** START OF Input for this task **
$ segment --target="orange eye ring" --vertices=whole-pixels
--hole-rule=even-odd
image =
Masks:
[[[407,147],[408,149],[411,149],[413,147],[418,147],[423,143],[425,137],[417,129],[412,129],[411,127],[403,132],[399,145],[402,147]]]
** END OF Input for this task **
Copy the listing above line for line, changing no character.

# Response to the task
$ segment --target="orange eye ring" --vertices=whole-pixels
--hole-rule=even-odd
image =
Masks:
[[[407,147],[408,149],[411,149],[413,147],[418,147],[423,143],[425,137],[417,129],[412,129],[411,127],[403,132],[399,145],[402,147]]]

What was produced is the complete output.